━━━ RECORD LIST ━━━
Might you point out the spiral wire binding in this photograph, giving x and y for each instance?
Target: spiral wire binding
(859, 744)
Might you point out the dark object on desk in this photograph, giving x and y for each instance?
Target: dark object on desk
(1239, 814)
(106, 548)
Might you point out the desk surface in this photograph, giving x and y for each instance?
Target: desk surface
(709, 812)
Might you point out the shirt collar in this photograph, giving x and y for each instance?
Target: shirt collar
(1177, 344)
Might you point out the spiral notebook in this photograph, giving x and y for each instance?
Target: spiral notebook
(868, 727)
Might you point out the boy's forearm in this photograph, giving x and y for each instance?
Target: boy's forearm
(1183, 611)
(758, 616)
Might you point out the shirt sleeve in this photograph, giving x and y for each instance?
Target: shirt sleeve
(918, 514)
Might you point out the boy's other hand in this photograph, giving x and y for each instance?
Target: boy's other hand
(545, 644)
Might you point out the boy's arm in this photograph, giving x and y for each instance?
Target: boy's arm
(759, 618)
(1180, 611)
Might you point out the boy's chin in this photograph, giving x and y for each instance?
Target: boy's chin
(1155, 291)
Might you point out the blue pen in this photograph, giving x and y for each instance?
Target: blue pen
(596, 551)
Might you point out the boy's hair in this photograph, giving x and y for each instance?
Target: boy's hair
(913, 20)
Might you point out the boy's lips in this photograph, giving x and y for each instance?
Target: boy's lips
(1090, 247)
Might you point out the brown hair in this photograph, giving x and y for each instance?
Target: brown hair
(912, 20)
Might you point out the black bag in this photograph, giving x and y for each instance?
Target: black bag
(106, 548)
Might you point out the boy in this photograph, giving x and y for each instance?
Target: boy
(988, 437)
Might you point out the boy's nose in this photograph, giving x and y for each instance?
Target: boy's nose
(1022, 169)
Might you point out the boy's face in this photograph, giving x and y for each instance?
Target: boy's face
━━━
• _WHAT THE TASK ASKS_
Give back the data above exactly as it appears.

• _FULL ANSWER_
Might you point out the spiral wire binding in this photograph, giving x and y for each instance?
Target: spiral wire binding
(859, 744)
Might you point out the dark object on desk in this photograph, giving x and y for each instance?
Target: dark object on desk
(1239, 814)
(106, 548)
Might you point out the desk surface in this photograph, giving x and y for each instance?
Target: desk surface
(709, 812)
Might you point out the shirt collar in this photograph, giving x and y for each instance?
Target: shirt collar
(1177, 344)
Might you point out the spiral notebook in this photograph, giving x and y for each instance?
Target: spiral notebook
(868, 727)
Might you point out the boy's forearm in this photograph, giving x and y for each instance?
Target: boy's forearm
(1183, 611)
(758, 616)
Might you point out the shirt sleeve in this photograph, giving x and y for each instance?
Target: shirt sleeve
(918, 514)
Might you point out the boy's other hand in this photograph, giving x and y for each instance?
Target: boy's other hand
(545, 644)
Might you point out the boy's arm in this photograph, giving x and y for each instance?
Target: boy's arm
(759, 618)
(1180, 611)
Might you point out the boy's chin in this photograph, giving x and y for each instance?
Target: boy's chin
(1155, 291)
Might you point out the blue pen in this photograph, giving x and y for each instance?
Target: blue pen
(596, 551)
Might you point out the boy's hair in this photograph, giving x and y for each instance?
Target: boy's hair
(913, 20)
Might you point out the boy's lips in this photograph, giving x and y for each instance?
Target: boy's lips
(1090, 247)
Might you point out the brown hair in this photograph, giving x and y for each instance?
Target: brown hair
(912, 20)
Might you point out the black bag in this photograph, giving x and y for each instance?
Target: black bag
(106, 548)
Might you point out the boy in this photograph, giving x and y for each instance?
Target: boy
(988, 437)
Might you point out the boy's nose in this photograph, giving x and y for each instance?
Target: boy's nose
(1022, 169)
Might you point out the boy's face in this photograph, giving x and y for each instance?
Target: boy's face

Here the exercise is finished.